_Stated goal_
Without changing a character, return the entries, but not the images they hold.

Photo object pointing records
------

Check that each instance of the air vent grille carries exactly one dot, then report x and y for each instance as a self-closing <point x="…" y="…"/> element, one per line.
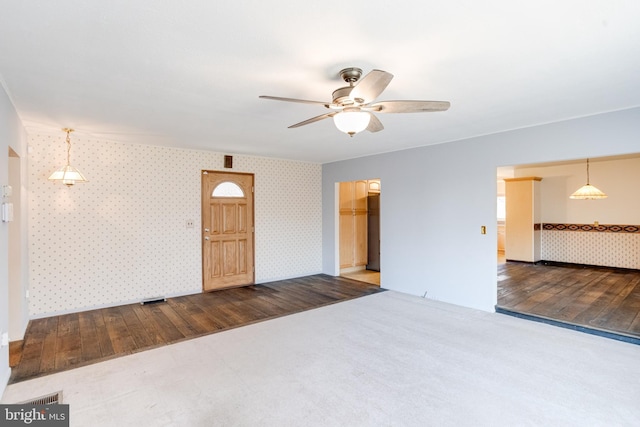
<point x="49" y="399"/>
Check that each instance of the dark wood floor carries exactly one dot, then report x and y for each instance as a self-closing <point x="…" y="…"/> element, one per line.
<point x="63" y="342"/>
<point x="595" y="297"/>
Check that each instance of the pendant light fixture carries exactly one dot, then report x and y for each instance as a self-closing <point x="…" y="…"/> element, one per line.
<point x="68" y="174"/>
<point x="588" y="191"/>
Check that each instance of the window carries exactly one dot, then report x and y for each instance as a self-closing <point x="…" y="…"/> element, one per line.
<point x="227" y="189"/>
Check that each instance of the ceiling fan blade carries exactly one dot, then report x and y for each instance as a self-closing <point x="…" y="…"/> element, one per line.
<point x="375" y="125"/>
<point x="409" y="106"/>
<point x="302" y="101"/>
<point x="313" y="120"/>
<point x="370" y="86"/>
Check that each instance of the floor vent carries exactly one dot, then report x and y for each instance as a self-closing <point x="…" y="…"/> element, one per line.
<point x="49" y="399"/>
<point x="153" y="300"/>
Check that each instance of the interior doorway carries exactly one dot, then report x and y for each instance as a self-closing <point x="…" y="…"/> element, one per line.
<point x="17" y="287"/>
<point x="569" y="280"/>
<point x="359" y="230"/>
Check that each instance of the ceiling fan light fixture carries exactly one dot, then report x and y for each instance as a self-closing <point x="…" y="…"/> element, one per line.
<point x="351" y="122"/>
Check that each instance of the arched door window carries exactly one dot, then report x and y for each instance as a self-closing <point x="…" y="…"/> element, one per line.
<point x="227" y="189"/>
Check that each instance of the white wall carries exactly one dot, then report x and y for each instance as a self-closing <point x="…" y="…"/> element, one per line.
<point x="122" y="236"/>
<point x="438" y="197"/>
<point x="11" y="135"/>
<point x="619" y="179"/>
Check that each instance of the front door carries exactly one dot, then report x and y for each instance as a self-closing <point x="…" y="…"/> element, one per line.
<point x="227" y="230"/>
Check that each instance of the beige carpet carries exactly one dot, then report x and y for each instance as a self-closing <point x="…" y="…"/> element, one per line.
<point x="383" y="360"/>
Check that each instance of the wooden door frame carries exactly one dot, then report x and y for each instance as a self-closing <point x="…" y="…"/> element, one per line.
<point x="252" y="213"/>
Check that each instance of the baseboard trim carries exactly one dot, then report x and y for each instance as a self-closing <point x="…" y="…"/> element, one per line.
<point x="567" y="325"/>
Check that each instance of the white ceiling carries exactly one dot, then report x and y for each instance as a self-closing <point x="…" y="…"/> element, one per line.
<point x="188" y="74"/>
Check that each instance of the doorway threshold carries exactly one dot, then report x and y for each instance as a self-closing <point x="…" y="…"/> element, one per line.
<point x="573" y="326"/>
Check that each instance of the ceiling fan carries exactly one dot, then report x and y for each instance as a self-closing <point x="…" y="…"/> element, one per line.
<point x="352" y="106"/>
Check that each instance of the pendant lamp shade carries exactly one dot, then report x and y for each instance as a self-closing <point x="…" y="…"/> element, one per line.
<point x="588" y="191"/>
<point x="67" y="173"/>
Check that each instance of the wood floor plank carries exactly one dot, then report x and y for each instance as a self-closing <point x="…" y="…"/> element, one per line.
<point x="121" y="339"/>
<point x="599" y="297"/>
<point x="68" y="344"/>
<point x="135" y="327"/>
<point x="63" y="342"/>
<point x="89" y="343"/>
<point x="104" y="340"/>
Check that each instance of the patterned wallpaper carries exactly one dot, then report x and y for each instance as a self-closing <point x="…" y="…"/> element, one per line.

------

_The reply_
Check that each instance of the air vent grille carries exactly one dot, then report x and y for each instance as a self-closing <point x="…" y="…"/> element, one per line.
<point x="49" y="399"/>
Check that each instance of the dark wood floor carries exactly one dot, then report x and y for each instance as a self-closing <point x="…" y="…"/> element, one per line.
<point x="63" y="342"/>
<point x="595" y="297"/>
Check that each instance of the pendant light fixture carries exactly one dot, then report x and y for each instance as a self-closing <point x="…" y="…"/> element, one per line.
<point x="68" y="174"/>
<point x="588" y="191"/>
Check that each instance of the window carries exactly one dot, then report x and y for each instance as a self-closing <point x="…" y="…"/> element, one per line.
<point x="227" y="189"/>
Check that each instance of the ceiling fan blade carries exactly one dot, then report x and y for each instance as a self-closing <point x="…" y="…"/> element, one per line.
<point x="375" y="125"/>
<point x="409" y="106"/>
<point x="302" y="101"/>
<point x="313" y="120"/>
<point x="370" y="86"/>
Check that each instance of the floor vent carries exactly one dot, then report x and y for each instance as a self-closing <point x="…" y="…"/> element, one per line.
<point x="49" y="399"/>
<point x="153" y="300"/>
Check that each instance of the interior doorway carries exactly one dot, then report x and y for each instance as a self-closing <point x="…" y="…"/> element, one per line.
<point x="17" y="287"/>
<point x="569" y="280"/>
<point x="359" y="230"/>
Check that each instance of the ceiling fan light fixture carries exactly one dot, then report x and y for each instance as a self-closing <point x="…" y="…"/> element, one per line.
<point x="351" y="122"/>
Check that each instance of the arched door window carries exactly one dot, then report x and y for each instance as a self-closing <point x="…" y="…"/> element, one per line.
<point x="227" y="189"/>
Check that each instance of the white wall carries exactly one dot, then report x and y for each instance as a self-closing <point x="…" y="…"/> element, one per line.
<point x="122" y="236"/>
<point x="438" y="197"/>
<point x="11" y="135"/>
<point x="619" y="179"/>
Check that each instance of the front door carries exactly one dot, then report x and y for each instance as a self-closing <point x="…" y="…"/> element, one per line.
<point x="227" y="230"/>
Check that each instance of the beige carpet carries exactly one dot, then report x and y for each instance as a self-closing <point x="…" y="…"/> element, one per line.
<point x="383" y="360"/>
Check that each instance of the wooden door frame carries exactly one dot, then report x and y for each instance as a self-closing <point x="…" y="…"/> element, one per line.
<point x="252" y="213"/>
Check that each instance of the baseboard trim carries exactly one dot, then report x and y for each instance as a self-closing <point x="…" y="…"/> element, one per line.
<point x="567" y="325"/>
Check that each instance of the white ceiling carries exactly one dot, then report x and y for each instance as a self-closing <point x="…" y="…"/> element, one per line.
<point x="188" y="74"/>
Check that each instance of the doorway threshold carries exactly one dot, then report x and y for each instance as a self-closing <point x="…" y="…"/> element, one per line.
<point x="573" y="326"/>
Check that each instance of the ceiling fan carries exactly one dot, then report x and y for each instance as a self-closing <point x="…" y="…"/> element, one per line.
<point x="352" y="106"/>
Check that each instance of the pendant lamp shade carries exactly one dot, then report x and y for each instance as a self-closing <point x="…" y="…"/> element, one per line.
<point x="588" y="191"/>
<point x="67" y="173"/>
Check that each instance of the wood floor plank carries exactly one dot, then report x and y for each instance as a self-closing <point x="…" y="…"/> element, one per line.
<point x="121" y="339"/>
<point x="599" y="297"/>
<point x="68" y="344"/>
<point x="135" y="327"/>
<point x="63" y="342"/>
<point x="89" y="343"/>
<point x="104" y="340"/>
Check that each instance of the patterned wallpaper carries exactly one dot, then report x and y for each instance as a self-closing <point x="…" y="…"/> element, one per line.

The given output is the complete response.